[Extrait du document]

Le modèle de l’exploitation familiale française est en train de s’étioler. Analyse de François Purseigle, sociologue à l’Ensat, sur la structure du travail agricole.

L’agriculture est à un moment charnière comme elle l’a été au cours des années cinquante et soixante », martèle François Purseigle, chercheur en sociologie et professeur à l’Ensat ; l’École d’agronomie de Toulouse. Depuis de nombreuses années, il observe « les changements à l’œuvre et les signaux faibles », qui montrent la « nécessité de repenser l’organisation du travail agricole ». Les exploitations sont à l’épreuve de trois chocs - démographique, structurel et patrimonial - qui menacent le modèle agricole familial. « L’agriculture familiale ne va plus de soi. Si on n’y prend pas garde, on peut se retrouver demain avec 150 000 agriculteurs en France. » Au niveau structurel, c’est le caractère familial des exploitations qui est de plus en plus remis en cause. Du moins dans le sens traditionnel qui faisait coïncider au sein de la même famille la possession du capital et l’exercice du métier. Entre 2010 et 2016, le nombre d’exploitations familiales a chuté de 37 % et ce modèle ne représente aujourd’hui plus que 20 % des exploitations françaises. Plus de 30 % sont gérées par une personne seule avec ou sans salarié. Et, on voit émerger des « consortiums d’actifs familiaux, qui mobilisent du capital familial mais qui ne sont plus issus des mêmes familles ». L’exploitation familiale est fragilisée aussi par sa valeur patrimoniale. « La famille a tué l’exploitation familiale française, assène François Purseigle. Aujourd’hui, les héritiers réclament leur dû. La dimension patrimoniale écrase de plus en plus le projet économique. »

[Données brutes]
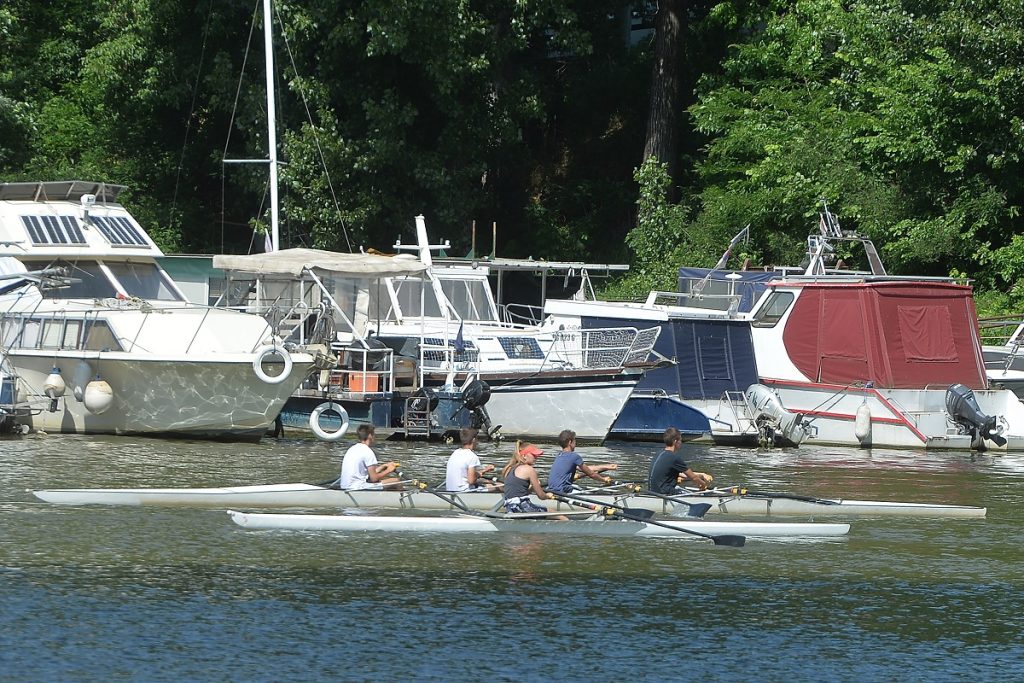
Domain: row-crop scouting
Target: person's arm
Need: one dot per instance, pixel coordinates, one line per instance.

[À faire]
**A)** Dites si chaque affirmation concorde avec l'extrait sur l'agriculture familiale, en répondant par oui ou non et en citant mot pour mot les mots décisifs : (i) le nombre d'exploitations familiales a baissé de 37 % entre 2010 et 2016 ; (ii) le modèle familial représente aujourd'hui 30 % des exploitations françaises ; (iii) les exploitations sont confrontées à deux chocs.
**B)** Reprenez tel quel le passage de l'extrait sur l'agriculture familiale qui va de « Le modèle de » jusqu'à « structure du travail agricole. » inclus.
Les lignes n'ont aucun rapport avec l'extrait.

[Réponses]
**A)**
(i) Oui : « Entre 2010 et 2016, le nombre d’exploitations familiales a chuté de 37 % ».
(ii) Non : « ce modèle ne représente aujourd’hui plus que 20 % des exploitations françaises ».
(iii) Non : « trois chocs - démographique, structurel et patrimonial ».

**B)**
Le modèle de l’exploitation familiale française est en train de s’étioler. Analyse de François Purseigle, sociologue à l’Ensat, sur la structure du travail agricole.